» Problem: Rewrite every line of the material, starting at the line that contains "Batch job #4201 — class label: white cabinet" and ending at the line that contains "[358, 268, 398, 328]", with each box coordinate shifted up by 4. Give only those lines.

» Exercise data:
** begin **

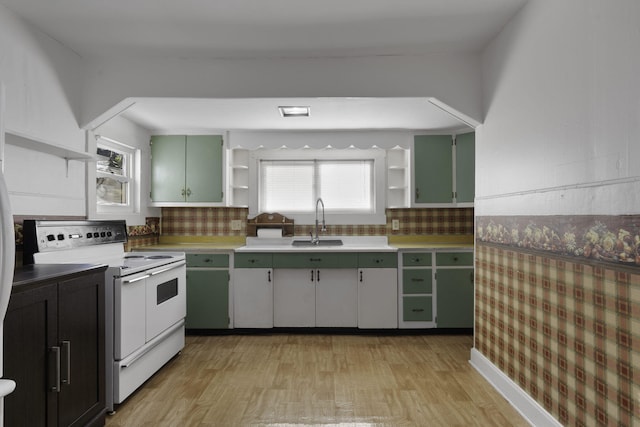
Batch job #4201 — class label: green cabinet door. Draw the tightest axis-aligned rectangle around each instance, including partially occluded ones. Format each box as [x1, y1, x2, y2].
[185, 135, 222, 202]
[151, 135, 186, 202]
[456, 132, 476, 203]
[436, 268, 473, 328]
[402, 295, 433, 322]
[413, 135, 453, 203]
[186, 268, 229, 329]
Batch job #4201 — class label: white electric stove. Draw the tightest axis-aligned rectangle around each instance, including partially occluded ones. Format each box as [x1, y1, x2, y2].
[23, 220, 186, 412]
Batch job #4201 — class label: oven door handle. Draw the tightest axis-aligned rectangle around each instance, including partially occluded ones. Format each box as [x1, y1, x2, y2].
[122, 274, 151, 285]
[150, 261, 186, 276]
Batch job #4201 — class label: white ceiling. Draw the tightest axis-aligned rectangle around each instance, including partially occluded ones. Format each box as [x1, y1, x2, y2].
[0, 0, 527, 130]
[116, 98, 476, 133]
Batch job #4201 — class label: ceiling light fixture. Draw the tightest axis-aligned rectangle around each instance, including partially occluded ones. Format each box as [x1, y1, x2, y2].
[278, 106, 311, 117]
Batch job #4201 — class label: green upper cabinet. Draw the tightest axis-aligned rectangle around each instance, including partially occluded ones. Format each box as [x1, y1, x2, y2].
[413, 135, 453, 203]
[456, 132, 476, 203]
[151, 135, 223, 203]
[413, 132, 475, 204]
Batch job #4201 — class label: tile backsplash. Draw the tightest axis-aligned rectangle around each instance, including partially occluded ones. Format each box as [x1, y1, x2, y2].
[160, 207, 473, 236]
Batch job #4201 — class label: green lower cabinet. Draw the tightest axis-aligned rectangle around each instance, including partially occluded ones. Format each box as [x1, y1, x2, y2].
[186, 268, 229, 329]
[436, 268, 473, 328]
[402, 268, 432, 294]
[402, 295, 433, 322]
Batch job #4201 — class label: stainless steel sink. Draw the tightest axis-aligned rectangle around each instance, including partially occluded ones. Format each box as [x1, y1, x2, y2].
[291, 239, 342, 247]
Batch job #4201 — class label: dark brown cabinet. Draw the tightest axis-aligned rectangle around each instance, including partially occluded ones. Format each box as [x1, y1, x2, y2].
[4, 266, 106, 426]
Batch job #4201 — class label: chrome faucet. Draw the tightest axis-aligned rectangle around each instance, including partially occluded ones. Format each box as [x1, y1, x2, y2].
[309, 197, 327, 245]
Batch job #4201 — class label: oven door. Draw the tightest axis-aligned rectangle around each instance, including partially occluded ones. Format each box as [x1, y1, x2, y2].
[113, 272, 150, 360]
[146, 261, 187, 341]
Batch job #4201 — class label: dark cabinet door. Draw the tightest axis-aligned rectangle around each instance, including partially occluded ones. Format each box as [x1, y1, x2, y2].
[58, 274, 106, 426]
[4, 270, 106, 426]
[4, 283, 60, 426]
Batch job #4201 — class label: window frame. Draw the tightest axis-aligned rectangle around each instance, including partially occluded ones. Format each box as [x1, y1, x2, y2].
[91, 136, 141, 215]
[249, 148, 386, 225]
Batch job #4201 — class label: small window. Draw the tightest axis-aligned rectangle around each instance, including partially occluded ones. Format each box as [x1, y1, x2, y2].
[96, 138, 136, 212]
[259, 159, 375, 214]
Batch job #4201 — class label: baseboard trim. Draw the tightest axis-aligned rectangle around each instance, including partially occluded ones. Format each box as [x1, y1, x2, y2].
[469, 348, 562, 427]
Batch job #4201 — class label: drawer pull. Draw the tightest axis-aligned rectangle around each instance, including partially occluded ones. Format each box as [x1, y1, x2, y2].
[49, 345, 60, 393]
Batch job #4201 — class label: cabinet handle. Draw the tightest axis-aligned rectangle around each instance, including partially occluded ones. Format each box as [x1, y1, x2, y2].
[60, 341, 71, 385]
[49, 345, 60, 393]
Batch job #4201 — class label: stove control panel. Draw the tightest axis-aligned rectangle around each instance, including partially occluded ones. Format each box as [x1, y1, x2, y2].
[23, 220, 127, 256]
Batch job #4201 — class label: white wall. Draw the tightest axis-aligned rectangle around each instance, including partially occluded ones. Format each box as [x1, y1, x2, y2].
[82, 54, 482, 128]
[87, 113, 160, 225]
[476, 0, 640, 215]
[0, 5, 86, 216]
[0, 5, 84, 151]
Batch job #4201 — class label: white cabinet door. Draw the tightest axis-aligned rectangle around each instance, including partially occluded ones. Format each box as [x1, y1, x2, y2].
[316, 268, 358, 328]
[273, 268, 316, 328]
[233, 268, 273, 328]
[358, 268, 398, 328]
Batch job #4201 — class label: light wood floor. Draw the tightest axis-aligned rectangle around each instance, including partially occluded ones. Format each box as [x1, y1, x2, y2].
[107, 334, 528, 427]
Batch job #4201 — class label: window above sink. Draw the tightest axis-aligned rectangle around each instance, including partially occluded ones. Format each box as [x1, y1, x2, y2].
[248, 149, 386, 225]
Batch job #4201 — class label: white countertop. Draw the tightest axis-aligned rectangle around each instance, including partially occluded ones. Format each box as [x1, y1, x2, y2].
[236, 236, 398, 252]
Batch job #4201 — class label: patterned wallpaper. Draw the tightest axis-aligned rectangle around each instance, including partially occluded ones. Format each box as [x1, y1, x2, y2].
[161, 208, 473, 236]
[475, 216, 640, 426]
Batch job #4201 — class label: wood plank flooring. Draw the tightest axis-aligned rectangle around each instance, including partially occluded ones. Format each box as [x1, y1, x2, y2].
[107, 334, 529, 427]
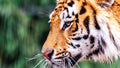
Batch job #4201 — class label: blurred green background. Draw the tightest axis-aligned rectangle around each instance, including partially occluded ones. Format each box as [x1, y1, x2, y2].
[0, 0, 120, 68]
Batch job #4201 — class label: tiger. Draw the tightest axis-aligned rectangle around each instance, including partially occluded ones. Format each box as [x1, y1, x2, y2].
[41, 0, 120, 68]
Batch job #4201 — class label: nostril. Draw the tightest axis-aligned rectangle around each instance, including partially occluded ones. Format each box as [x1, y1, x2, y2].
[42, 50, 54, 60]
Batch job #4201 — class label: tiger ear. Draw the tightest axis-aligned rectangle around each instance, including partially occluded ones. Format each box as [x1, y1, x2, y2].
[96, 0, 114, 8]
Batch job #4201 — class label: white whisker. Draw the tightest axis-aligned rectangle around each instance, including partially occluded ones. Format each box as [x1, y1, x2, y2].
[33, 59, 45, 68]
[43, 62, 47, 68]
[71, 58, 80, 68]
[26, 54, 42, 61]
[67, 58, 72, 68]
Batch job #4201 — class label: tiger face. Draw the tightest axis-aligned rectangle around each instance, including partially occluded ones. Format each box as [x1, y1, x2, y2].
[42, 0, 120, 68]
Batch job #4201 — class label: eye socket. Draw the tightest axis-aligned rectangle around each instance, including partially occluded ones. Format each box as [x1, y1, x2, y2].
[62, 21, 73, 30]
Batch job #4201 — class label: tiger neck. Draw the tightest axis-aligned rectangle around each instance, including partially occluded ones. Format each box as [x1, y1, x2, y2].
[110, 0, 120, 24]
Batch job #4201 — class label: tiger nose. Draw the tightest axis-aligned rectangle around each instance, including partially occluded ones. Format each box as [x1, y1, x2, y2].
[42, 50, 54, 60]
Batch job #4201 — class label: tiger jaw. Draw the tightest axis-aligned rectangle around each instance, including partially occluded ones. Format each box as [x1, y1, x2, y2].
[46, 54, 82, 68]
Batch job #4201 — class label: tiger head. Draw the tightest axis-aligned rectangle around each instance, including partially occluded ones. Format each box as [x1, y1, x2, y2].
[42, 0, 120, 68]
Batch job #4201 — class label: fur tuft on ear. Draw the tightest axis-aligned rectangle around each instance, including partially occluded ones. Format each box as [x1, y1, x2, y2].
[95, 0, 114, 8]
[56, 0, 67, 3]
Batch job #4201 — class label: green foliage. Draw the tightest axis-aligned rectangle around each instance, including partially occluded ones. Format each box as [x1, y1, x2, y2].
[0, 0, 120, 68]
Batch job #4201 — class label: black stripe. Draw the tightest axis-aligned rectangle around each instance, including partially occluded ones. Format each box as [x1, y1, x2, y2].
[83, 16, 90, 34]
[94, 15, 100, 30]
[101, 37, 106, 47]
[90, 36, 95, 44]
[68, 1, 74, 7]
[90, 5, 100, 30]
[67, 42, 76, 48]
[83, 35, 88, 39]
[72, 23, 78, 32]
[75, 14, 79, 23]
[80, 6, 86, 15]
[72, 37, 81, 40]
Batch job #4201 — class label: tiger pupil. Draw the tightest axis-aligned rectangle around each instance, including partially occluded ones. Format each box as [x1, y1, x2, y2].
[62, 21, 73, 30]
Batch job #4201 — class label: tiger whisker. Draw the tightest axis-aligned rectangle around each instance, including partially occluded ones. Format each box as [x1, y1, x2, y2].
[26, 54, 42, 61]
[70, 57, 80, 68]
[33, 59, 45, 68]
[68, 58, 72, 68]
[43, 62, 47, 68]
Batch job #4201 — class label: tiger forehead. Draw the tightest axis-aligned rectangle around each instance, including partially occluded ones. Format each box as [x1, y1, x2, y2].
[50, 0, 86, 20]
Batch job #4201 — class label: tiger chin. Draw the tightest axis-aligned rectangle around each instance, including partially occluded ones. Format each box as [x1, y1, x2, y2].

** end **

» Complete output:
Batch job #4201 — class label: white cabinet door. Draw the tightest axis-aligned rectangle around each instance, including partially occluded ones. Format each box as [x1, y1, x2, y2].
[320, 272, 362, 332]
[277, 272, 320, 332]
[237, 272, 277, 332]
[362, 272, 402, 332]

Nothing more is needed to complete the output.